◆ **提示文**:

════

色々と書き残したいことがあるので、私の無い脳で思いだしながら、書き残しておこうと思います……。

 

 

tokai-tv.com

 

 

私の歌舞伎の観劇は今回が3度目です。

 

 

 そもそも、私が強く歌舞伎に興味を持ったのは、ひらかわあやさんの『國崎出雲の事情』がきっかけなのですね。

 梨園の御曹司の女の子みたいな男子高校生が主人公で、ざっくり言うと、その男の子と周りの人間が歌舞伎を通して成長していく物語なのですが、この主人公、古典歌舞伎の中にアドリブや新解釈をどんどん詰め込む人間でして(笑)歌舞伎の良さを描きつつ、現代との差異だったりを自然に埋めてくれており、歌舞伎の知識も練り込まれていて、衣装も素敵に描かれていて、話は少々突飛ですが、歌舞伎のハードルの高さを少し低くしてくれる、背中を押してくれる良いマンガに出会って、強く生で観てみたい!と思ったのです。

 

 

 もう一つ強く生で観たかった理由がありまして。それは、中村屋七之助さんを生で観てみたい、と思ったからです。

 私は嵐の松本潤さんのファンでして、中村七之助さんは、潤くんと堀越学園の芸能科の同級生で、ご友人です。よく七之助さんのご自宅に遊びにいかれていたそうで、七之助さんのご家族である故・十八代目中村勘三郎さんや奥様、勘九郎さんとも仲が良く、潤くんはダンスの練習を七之助さんの家の稽古場で行うこともあったとか。他にもエピソードは沢山。

 そういう仲良しエピソード聴かされたら、好感を持たずにいられようか、いやいられない。(反語) という事情で、七之助さんを拝見したいという気持ちがありました。

════

◆ **データセット**:

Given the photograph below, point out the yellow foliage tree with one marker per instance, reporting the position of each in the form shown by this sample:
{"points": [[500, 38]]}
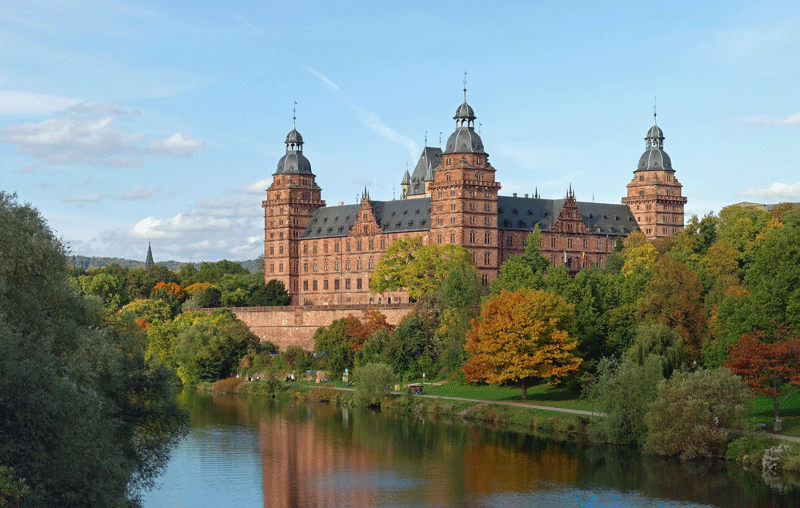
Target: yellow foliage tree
{"points": [[522, 336]]}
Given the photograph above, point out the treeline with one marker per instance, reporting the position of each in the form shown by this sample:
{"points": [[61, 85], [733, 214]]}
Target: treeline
{"points": [[85, 419], [251, 265]]}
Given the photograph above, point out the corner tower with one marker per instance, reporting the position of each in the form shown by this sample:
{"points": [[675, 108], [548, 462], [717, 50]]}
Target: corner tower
{"points": [[654, 194], [464, 195], [291, 201]]}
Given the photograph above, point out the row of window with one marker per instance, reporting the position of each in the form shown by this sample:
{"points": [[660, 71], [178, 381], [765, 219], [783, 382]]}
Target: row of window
{"points": [[315, 284]]}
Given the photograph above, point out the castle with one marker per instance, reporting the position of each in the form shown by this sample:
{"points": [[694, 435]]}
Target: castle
{"points": [[324, 255]]}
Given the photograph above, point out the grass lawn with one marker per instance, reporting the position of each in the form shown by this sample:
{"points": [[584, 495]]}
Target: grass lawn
{"points": [[542, 395], [789, 411]]}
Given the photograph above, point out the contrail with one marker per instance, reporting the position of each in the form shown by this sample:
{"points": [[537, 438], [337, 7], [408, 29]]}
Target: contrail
{"points": [[371, 120]]}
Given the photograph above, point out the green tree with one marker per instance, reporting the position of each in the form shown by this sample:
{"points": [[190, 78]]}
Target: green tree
{"points": [[525, 270], [373, 384], [417, 268], [522, 336], [86, 421], [658, 341], [672, 298], [694, 414], [624, 391]]}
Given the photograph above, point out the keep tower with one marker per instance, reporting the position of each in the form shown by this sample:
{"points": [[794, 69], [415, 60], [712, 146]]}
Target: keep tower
{"points": [[464, 195], [654, 194], [291, 201]]}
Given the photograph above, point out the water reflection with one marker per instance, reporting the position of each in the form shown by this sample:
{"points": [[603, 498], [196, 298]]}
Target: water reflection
{"points": [[285, 454]]}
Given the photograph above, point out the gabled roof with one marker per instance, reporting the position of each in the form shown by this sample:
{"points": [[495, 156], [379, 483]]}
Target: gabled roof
{"points": [[393, 216], [431, 156], [522, 214]]}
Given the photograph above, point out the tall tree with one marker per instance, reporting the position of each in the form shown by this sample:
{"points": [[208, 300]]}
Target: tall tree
{"points": [[417, 268], [769, 368], [522, 336], [672, 298]]}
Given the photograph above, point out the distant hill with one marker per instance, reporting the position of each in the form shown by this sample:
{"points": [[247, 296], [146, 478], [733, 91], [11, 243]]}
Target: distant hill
{"points": [[252, 265]]}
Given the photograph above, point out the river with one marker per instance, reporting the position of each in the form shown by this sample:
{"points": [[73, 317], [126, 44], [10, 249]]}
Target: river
{"points": [[249, 452]]}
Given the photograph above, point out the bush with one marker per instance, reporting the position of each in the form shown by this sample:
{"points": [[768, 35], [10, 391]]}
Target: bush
{"points": [[693, 413], [373, 383], [229, 385], [624, 390]]}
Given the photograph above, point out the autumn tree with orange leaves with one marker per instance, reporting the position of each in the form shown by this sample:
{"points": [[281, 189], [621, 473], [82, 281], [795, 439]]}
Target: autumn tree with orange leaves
{"points": [[522, 336], [772, 369]]}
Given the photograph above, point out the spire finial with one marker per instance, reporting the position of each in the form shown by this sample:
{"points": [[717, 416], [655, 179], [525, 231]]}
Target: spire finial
{"points": [[654, 110]]}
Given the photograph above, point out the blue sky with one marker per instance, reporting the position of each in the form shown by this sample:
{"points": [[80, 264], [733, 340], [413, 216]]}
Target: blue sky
{"points": [[129, 122]]}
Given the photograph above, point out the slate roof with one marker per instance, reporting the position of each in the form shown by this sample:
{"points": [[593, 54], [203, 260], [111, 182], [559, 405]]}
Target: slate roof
{"points": [[431, 156], [522, 214], [394, 216]]}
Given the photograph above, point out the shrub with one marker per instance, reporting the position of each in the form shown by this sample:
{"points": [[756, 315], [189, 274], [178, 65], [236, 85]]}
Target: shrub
{"points": [[694, 411], [373, 383], [624, 391], [229, 385]]}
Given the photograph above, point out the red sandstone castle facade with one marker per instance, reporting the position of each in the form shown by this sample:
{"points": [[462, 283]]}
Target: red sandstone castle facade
{"points": [[324, 255]]}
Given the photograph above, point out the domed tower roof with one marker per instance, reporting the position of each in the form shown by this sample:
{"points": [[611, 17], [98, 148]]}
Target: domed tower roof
{"points": [[464, 139], [294, 162], [654, 157]]}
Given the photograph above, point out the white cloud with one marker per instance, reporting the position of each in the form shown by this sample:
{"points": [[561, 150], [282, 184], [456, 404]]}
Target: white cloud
{"points": [[776, 192], [258, 187], [85, 198], [13, 102], [140, 192], [371, 120], [215, 228], [178, 144], [85, 133], [791, 120]]}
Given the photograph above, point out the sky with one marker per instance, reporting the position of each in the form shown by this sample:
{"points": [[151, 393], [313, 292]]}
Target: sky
{"points": [[125, 123]]}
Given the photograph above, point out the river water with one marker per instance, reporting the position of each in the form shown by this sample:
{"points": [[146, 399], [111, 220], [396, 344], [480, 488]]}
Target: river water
{"points": [[250, 452]]}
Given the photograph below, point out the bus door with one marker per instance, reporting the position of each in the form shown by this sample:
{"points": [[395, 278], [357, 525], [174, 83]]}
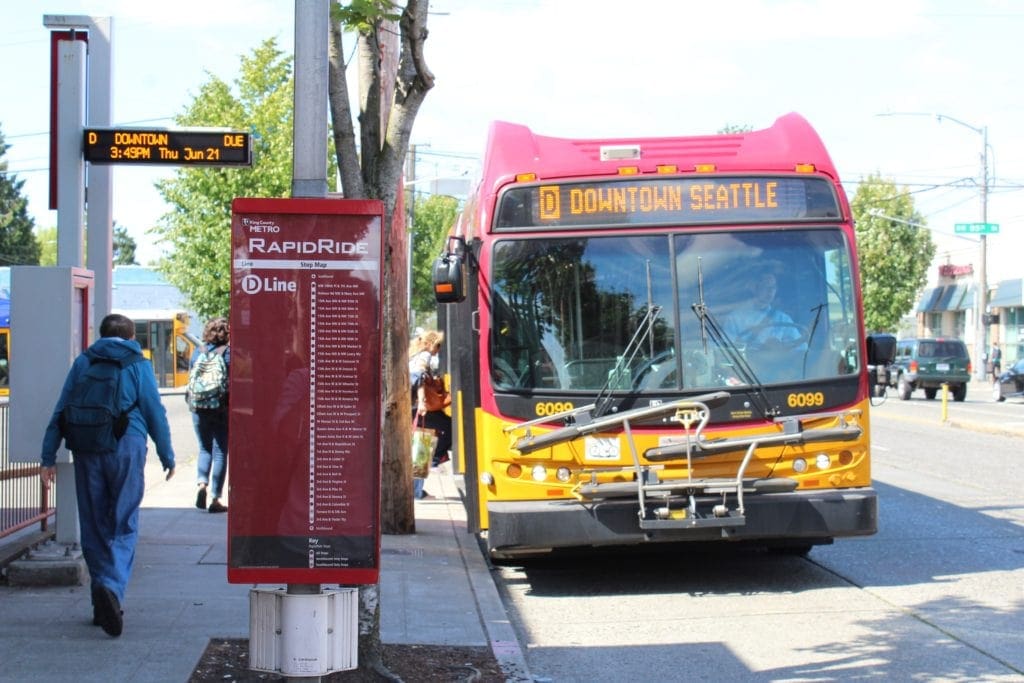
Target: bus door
{"points": [[156, 342]]}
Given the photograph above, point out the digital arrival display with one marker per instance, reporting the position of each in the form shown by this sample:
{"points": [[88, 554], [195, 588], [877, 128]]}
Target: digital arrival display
{"points": [[196, 146]]}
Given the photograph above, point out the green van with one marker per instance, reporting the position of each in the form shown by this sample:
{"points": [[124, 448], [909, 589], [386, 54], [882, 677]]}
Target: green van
{"points": [[928, 364]]}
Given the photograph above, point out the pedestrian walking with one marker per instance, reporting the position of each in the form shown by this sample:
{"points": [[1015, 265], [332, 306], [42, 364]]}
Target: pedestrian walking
{"points": [[109, 456], [207, 395]]}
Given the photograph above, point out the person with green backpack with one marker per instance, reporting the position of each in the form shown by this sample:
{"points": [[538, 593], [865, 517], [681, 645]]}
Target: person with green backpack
{"points": [[207, 396]]}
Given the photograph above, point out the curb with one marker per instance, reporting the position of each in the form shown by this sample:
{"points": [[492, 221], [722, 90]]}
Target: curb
{"points": [[494, 617]]}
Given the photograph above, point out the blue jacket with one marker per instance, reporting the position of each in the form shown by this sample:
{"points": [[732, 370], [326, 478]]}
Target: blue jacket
{"points": [[137, 383]]}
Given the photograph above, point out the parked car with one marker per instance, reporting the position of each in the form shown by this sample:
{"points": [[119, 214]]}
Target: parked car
{"points": [[1010, 383], [928, 364]]}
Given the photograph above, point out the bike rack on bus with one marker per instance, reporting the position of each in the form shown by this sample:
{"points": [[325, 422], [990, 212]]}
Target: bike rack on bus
{"points": [[692, 414]]}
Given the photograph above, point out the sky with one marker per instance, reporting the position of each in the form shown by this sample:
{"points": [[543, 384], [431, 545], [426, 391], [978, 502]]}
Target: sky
{"points": [[608, 69]]}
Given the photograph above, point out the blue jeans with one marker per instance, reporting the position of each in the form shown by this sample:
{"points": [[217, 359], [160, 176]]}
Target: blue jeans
{"points": [[110, 489], [211, 430]]}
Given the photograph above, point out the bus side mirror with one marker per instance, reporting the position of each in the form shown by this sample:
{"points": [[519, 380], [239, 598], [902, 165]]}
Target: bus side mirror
{"points": [[881, 355], [450, 279]]}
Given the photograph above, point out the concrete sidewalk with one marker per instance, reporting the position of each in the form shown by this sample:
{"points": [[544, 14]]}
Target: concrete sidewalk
{"points": [[435, 589]]}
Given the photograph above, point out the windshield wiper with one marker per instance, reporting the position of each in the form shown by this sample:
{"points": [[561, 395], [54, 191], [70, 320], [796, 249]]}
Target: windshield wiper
{"points": [[602, 403], [810, 335], [710, 327]]}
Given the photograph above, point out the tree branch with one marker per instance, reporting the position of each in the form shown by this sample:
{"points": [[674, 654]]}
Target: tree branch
{"points": [[341, 117]]}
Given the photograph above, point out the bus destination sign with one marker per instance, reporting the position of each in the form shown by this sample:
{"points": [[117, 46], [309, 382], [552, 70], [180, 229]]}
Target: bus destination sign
{"points": [[657, 201], [182, 146]]}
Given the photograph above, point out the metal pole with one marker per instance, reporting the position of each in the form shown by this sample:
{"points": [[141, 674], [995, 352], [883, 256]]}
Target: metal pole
{"points": [[981, 328], [309, 136], [71, 202], [309, 123], [99, 198]]}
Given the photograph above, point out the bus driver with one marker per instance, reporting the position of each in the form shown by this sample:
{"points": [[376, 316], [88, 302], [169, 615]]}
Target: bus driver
{"points": [[756, 324]]}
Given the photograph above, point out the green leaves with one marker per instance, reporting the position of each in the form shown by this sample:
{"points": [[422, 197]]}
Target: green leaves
{"points": [[895, 251], [198, 229], [431, 221], [17, 242]]}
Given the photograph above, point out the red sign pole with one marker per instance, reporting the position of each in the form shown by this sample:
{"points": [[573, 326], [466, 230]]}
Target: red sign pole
{"points": [[305, 391]]}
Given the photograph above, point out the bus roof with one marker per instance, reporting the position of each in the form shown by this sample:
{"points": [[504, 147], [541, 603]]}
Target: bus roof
{"points": [[513, 148]]}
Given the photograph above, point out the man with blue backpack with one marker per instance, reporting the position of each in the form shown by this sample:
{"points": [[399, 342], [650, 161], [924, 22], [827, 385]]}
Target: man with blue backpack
{"points": [[109, 404]]}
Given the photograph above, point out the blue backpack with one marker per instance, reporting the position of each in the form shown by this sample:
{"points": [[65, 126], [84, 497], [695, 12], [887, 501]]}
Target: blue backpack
{"points": [[90, 421]]}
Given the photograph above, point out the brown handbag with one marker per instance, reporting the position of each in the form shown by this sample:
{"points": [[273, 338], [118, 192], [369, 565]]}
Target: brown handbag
{"points": [[434, 393]]}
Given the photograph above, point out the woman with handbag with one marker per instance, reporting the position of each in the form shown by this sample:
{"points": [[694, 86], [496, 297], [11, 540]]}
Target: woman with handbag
{"points": [[429, 398]]}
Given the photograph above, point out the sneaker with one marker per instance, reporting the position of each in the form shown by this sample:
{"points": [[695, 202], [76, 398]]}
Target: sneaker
{"points": [[108, 611]]}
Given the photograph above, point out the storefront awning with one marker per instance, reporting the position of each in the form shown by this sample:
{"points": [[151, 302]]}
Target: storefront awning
{"points": [[952, 298], [946, 297]]}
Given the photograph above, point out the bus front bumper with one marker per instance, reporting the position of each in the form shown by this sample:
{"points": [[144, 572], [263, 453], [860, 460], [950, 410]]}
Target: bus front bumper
{"points": [[809, 517]]}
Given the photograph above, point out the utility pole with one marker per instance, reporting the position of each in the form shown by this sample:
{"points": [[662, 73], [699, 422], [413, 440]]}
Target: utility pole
{"points": [[981, 298]]}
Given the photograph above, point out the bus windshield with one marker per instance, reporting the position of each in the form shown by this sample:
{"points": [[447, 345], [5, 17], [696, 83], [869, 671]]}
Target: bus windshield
{"points": [[564, 310]]}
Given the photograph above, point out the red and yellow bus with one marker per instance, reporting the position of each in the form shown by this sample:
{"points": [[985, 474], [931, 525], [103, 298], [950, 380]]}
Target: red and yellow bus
{"points": [[603, 393]]}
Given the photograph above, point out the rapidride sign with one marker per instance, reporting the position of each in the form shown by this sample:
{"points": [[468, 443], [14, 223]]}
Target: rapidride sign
{"points": [[305, 391]]}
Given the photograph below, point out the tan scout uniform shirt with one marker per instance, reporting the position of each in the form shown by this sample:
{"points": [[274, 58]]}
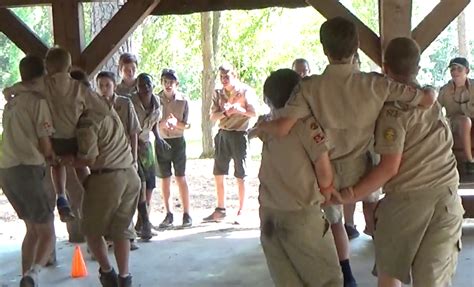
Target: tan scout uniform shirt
{"points": [[347, 102], [67, 99], [287, 178], [457, 101], [126, 91], [425, 140], [178, 106], [101, 136], [242, 94], [26, 118], [147, 118], [126, 111]]}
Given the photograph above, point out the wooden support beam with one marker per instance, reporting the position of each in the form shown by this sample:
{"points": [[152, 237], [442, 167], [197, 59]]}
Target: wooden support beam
{"points": [[167, 7], [369, 41], [20, 34], [394, 20], [115, 33], [438, 19], [68, 27]]}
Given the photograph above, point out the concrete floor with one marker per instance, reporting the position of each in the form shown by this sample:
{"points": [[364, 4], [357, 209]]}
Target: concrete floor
{"points": [[206, 255]]}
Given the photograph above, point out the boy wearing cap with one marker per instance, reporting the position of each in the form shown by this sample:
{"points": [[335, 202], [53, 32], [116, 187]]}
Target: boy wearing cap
{"points": [[128, 65], [336, 99], [457, 97], [173, 122], [233, 106], [419, 221], [27, 126], [301, 66]]}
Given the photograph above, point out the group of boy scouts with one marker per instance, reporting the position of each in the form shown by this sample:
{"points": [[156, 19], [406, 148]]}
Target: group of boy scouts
{"points": [[318, 145]]}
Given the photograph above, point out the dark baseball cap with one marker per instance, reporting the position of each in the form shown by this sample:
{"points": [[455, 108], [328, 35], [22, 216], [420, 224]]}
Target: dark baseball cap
{"points": [[170, 74], [459, 61]]}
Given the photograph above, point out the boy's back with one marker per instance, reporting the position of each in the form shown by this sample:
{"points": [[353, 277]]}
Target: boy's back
{"points": [[287, 180], [346, 102], [26, 118], [428, 161]]}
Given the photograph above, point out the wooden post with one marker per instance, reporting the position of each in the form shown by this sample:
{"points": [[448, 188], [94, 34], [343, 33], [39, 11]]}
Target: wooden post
{"points": [[68, 26], [394, 20], [369, 41]]}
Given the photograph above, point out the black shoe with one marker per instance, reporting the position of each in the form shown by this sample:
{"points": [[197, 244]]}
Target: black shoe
{"points": [[187, 221], [109, 279], [168, 221], [351, 231], [125, 282]]}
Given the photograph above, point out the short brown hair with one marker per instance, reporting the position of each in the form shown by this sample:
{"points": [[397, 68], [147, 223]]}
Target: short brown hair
{"points": [[339, 38], [106, 75], [127, 58], [58, 58], [31, 67], [402, 56]]}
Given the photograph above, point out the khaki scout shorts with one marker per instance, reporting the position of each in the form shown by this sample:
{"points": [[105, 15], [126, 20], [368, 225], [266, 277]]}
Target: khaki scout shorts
{"points": [[110, 200], [419, 233], [299, 248], [346, 174]]}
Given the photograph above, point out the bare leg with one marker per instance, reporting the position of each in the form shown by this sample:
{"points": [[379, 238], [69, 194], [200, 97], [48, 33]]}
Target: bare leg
{"points": [[465, 125], [58, 175], [183, 192], [122, 254], [28, 247], [241, 185], [387, 281], [349, 210], [166, 192], [341, 240], [369, 210], [219, 179], [98, 247]]}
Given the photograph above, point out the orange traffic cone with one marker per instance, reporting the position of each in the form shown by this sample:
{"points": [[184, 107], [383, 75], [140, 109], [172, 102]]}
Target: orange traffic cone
{"points": [[79, 268]]}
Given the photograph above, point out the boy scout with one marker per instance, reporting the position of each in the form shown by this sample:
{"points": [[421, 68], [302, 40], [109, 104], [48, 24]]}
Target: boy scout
{"points": [[421, 212], [67, 99], [295, 236], [111, 190], [148, 112], [301, 66], [125, 110], [233, 106], [128, 65], [27, 126], [346, 102], [174, 121], [457, 97]]}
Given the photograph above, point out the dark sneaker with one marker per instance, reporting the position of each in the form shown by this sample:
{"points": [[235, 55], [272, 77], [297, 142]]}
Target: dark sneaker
{"points": [[187, 221], [109, 279], [29, 280], [146, 233], [351, 231], [64, 210], [217, 216], [125, 282], [133, 245], [168, 221]]}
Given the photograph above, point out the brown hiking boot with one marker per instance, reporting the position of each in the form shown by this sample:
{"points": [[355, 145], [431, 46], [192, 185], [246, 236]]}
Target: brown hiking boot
{"points": [[217, 216]]}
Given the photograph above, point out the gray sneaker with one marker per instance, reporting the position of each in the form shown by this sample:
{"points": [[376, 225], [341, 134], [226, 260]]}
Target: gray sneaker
{"points": [[168, 221], [187, 221], [217, 216]]}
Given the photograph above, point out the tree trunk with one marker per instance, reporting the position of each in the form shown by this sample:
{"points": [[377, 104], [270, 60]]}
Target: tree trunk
{"points": [[462, 44], [207, 42], [102, 12]]}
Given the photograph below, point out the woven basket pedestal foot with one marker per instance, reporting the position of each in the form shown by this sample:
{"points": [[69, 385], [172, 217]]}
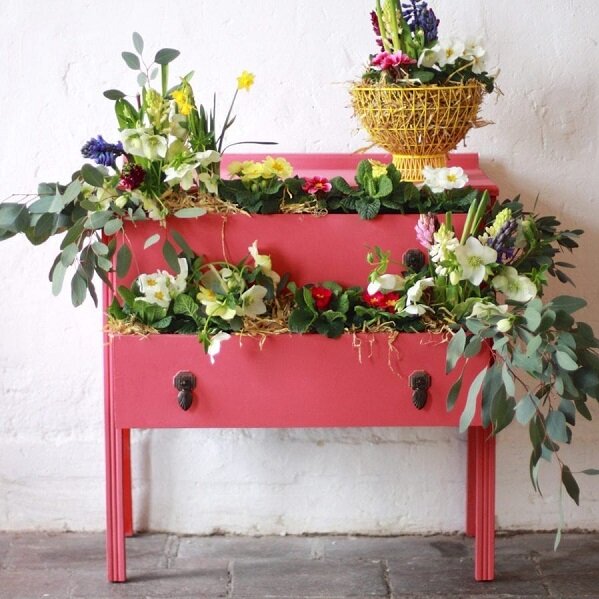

════

◆ **課題 1**:
提示文の筆者が歌舞伎に強く興味を持つきっかけとなった作品は何か。
◆ **課題 2**:
提示文のうち「私は嵐の松本潤さんのファンで」から「か。他にもエピソードは沢山。」までのすべてを、一字も変えずに書き写してください。
データセットの行は、提示文とは別の資料である。

◆ **回答 1**:
ひらかわあやさんの『國崎出雲の事情』である。

◆ **回答 2**:
私は嵐の松本潤さんのファンでして、中村七之助さんは、潤くんと堀越学園の芸能科の同級生で、ご友人です。よく七之助さんのご自宅に遊びにいかれていたそうで、七之助さんのご家族である故・十八代目中村勘三郎さんや奥様、勘九郎さんとも仲が良く、潤くんはダンスの練習を七之助さんの家の稽古場で行うこともあったとか。他にもエピソードは沢山。